REQUIRED WORK:
a) Which quoted strings appear in the JSON snippet at the end of the Spot Fleet setup text? List every one.
b) From the Spot Fleet setup text, reproduce the passage starting with "The Spot Event" and going on through "begin with DeadlineSpot.".

SELECTION:
=-=-=-=-=
The dictionary has Deadline Group names as keys and Spot Fleet Configurations as values. To download a Spot Fleet Configuration, start by creating a new Spot Fleet Request.

../_images/events_spot_start.png

Warning

The Spot Event Plugin only supports ‘Maintain’ Spot Fleets. Be sure to enable that feature, otherwise the fleets will not be able to scale correctly.

Warning

As of Deadline 10.1.8, our default Spot Credentials IAM policy only allows IAM instance profiles with IAM role names that begin with DeadlineSpot.

At the bottom of the “Request Spot Instances” page, there is a button to download the Configuration as JSON:

../_images/events_spot_download_json_config.png

Copy everything in the downloaded file and place it into the Spot Fleet Configuration for the desired Deadline Group.

Here’s an example with two Deadline Groups, called: deadline_group and another_deadline_group. Each Group also has an [optional] Deadline Pools list added:

{
    "deadline_group":{
        "Pools": [
            "pool1",
            "pool2"
=-=-=-=-=
RAW DATA:
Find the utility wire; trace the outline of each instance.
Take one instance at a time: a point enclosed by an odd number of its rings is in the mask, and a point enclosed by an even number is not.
=-=-=-=-=
RESULTS FOR EACH TASK:
a)
deadline_group
Pools
pool1
pool2

b)
The Spot Event Plugin only supports ‘Maintain’ Spot Fleets. Be sure to enable that feature, otherwise the fleets will not be able to scale correctly.

Warning

As of Deadline 10.1.8, our default Spot Credentials IAM policy only allows IAM instance profiles with IAM role names that begin with DeadlineSpot.